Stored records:

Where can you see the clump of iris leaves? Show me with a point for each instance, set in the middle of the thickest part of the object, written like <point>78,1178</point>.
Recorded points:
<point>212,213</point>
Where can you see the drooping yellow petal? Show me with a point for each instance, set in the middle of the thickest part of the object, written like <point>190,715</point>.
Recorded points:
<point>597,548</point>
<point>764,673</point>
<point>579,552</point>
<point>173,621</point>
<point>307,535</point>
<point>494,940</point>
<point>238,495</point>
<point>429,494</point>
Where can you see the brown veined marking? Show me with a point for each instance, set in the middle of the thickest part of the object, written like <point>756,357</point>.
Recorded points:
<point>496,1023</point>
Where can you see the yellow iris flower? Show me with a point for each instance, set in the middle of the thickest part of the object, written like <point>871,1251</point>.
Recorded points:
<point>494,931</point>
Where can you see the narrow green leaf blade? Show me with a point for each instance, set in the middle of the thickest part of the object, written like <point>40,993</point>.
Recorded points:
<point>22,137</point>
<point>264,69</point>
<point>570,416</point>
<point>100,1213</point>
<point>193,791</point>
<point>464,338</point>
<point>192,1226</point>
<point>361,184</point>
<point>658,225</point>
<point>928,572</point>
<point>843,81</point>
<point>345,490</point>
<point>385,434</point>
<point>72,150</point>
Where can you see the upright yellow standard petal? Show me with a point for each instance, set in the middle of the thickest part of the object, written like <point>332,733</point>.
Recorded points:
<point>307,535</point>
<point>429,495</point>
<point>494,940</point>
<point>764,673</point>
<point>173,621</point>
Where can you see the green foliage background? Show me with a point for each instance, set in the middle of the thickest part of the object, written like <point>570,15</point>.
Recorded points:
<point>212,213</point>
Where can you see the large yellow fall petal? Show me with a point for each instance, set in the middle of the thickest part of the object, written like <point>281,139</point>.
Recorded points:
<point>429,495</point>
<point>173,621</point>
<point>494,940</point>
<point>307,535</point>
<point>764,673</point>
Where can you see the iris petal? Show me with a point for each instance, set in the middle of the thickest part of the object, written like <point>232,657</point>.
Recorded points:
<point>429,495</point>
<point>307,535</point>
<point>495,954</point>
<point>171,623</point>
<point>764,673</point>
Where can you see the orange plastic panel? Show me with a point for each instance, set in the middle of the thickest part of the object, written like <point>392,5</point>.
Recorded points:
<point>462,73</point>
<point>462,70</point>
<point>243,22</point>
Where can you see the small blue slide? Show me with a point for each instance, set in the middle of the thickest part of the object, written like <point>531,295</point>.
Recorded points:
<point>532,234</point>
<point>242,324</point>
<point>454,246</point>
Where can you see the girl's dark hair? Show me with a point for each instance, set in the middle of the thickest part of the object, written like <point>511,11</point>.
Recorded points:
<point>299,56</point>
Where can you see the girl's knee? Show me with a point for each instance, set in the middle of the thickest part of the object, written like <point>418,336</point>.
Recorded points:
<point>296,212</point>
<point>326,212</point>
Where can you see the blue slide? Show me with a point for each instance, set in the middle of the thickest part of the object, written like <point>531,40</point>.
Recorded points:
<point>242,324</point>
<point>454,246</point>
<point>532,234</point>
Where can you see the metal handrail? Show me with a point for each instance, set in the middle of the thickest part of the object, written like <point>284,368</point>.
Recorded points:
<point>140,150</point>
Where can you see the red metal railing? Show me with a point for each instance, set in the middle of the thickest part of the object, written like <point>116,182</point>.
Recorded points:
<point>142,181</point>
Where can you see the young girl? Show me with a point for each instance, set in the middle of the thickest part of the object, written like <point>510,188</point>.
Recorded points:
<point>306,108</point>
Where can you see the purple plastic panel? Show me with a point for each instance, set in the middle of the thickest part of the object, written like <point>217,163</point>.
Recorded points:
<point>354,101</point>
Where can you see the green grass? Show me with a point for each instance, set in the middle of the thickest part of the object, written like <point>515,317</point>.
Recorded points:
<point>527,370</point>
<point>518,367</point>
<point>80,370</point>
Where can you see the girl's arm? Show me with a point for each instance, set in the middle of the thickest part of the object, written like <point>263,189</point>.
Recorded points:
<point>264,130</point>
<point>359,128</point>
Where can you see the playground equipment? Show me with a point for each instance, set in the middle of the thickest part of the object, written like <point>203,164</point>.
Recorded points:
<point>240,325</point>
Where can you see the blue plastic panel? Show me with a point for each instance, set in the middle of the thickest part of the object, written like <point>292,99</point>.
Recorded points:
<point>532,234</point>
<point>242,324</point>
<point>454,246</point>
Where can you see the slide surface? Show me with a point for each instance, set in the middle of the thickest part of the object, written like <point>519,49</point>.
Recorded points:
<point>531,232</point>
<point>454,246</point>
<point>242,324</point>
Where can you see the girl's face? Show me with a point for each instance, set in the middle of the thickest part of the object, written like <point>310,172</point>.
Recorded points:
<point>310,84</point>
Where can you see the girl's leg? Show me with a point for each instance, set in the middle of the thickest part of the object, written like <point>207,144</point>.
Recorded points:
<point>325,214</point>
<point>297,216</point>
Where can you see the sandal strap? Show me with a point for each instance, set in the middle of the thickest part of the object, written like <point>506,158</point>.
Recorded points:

Task directions: Each record must be returned exactly as it is written.

Answer to this problem:
Where can you see the clump of iris leaves? Show me with a point for each instance, set in the middle of the thickest part of the object, written like <point>78,1178</point>.
Recorded points:
<point>212,213</point>
Where can you see the drooping yellow petal? Show me with a point for each instance, set in the middle of the thickest part of the object, written like <point>190,715</point>.
Recorded points:
<point>597,548</point>
<point>764,673</point>
<point>579,552</point>
<point>173,621</point>
<point>307,535</point>
<point>494,940</point>
<point>238,495</point>
<point>429,494</point>
Where can you see the brown veined marking? Show me with a point for each instance, set in the middle of the thickest part of the object, written like <point>756,357</point>.
Recorded points:
<point>496,1023</point>
Where can you see the yellow iris flower? Show me with a point for each instance, set in the middle of the thickest part of the object, written like <point>871,1251</point>.
Recorded points:
<point>494,931</point>
Where can you see the narrow green leaf blade? Show me with a point for each instance, set in the middle of the thickest part of the object, written like <point>40,993</point>.
Recorded points:
<point>22,137</point>
<point>264,69</point>
<point>570,416</point>
<point>100,1213</point>
<point>193,791</point>
<point>464,338</point>
<point>192,1226</point>
<point>361,184</point>
<point>658,225</point>
<point>928,572</point>
<point>843,81</point>
<point>345,490</point>
<point>385,434</point>
<point>72,150</point>
Where can you see the upright yellow standard petal? Show me with a point for each instance, set in the middle of the thickest part of the object, written like <point>332,733</point>.
Recorded points:
<point>307,535</point>
<point>429,495</point>
<point>494,940</point>
<point>764,673</point>
<point>173,621</point>
Where can you see the green foliage background? Show me with a point for each instance, set in the middle of the thickest part of the object, written like <point>570,15</point>.
Recorded points:
<point>212,213</point>
Where can you see the large yellow fall petal? Show me with a point for each instance, set in the middle of the thickest part of the object, written like <point>281,139</point>.
Recorded points:
<point>429,495</point>
<point>173,621</point>
<point>494,940</point>
<point>307,535</point>
<point>764,673</point>
Where can you see the iris petal? Show me with a point for each instance, set in the middle of the thickest part of the object, written like <point>232,657</point>.
Recorded points:
<point>429,495</point>
<point>307,535</point>
<point>495,954</point>
<point>171,623</point>
<point>764,673</point>
Where can you see the orange plastic panel? Show me with a point for each instance, set in the middle of the thickest part of the object, written like <point>392,5</point>.
Recorded points:
<point>462,73</point>
<point>462,70</point>
<point>243,22</point>
Where can you see the small blue slide? Show me with a point for each instance, set in the middle of the thickest part of the object, written like <point>531,295</point>.
Recorded points:
<point>532,234</point>
<point>242,324</point>
<point>454,246</point>
Where can you see the girl's dark hair? Show me with a point for each instance, set in the middle of the thickest part of the object, written like <point>511,11</point>.
Recorded points:
<point>299,56</point>
Where can you see the girl's knee? Show me with a point for each instance, set in the middle of the thickest part of the object, written like <point>418,336</point>.
Recorded points:
<point>296,212</point>
<point>326,212</point>
Where can you see the blue slide? Show me with a point for each instance, set in the middle of the thickest part of the object, written like <point>531,40</point>.
Recorded points:
<point>242,324</point>
<point>454,246</point>
<point>532,234</point>
Where can you see the metal handrail? Show me with a point for each instance, set in the middle of the thickest part of the object, written like <point>284,368</point>.
Recorded points:
<point>140,150</point>
Where can you see the red metal railing? Show me with a point for each instance, set in the middle of the thickest part of the object, written like <point>116,182</point>.
Recorded points:
<point>142,181</point>
Where can you see the young girl? Show me with a point for each instance, set in the middle of the thickest part of the object, written like <point>510,188</point>.
Recorded points:
<point>306,108</point>
Where can you see the purple plastic panel? Show me with a point for each instance, set in the middle of the thickest part of the object, written like <point>217,163</point>.
Recorded points:
<point>354,101</point>
Where can you see the green grass? Show me with a point for each instance, set in the middle of the thickest part of the object, written like <point>515,317</point>.
Recorded points:
<point>527,370</point>
<point>518,367</point>
<point>80,370</point>
Where can you see the girl's arm? Show me with a point for each instance, set in the middle of the thickest part of the object, written like <point>263,189</point>.
Recorded points:
<point>264,130</point>
<point>359,128</point>
Where can you see the playground equipment? Show me with a point for each instance, set in the middle of the thickest part of the object, written like <point>203,164</point>.
Recorded points:
<point>240,325</point>
Where can you see the blue plastic panel? Show me with a point for each instance, set in the middle of the thickest part of the object, written like <point>292,99</point>.
Recorded points:
<point>532,234</point>
<point>242,324</point>
<point>454,246</point>
Where can you see the slide surface? Show me with a point for each instance, set in the middle of the thickest part of the object, written like <point>519,49</point>.
Recorded points:
<point>531,232</point>
<point>454,246</point>
<point>242,324</point>
Where can you see the girl's face? Show me with a point for each instance, set in the middle of the thickest part of the object, written like <point>310,172</point>.
Recorded points:
<point>310,84</point>
Where can you see the girl's leg? Show me with a point for each instance, set in the middle of the thickest part of the object, written like <point>207,144</point>.
Recorded points:
<point>325,214</point>
<point>297,216</point>
Where can you see the sandal strap? Show me with a point for each instance, set in the middle of the thickest part of the object, written like <point>506,158</point>.
Recorded points:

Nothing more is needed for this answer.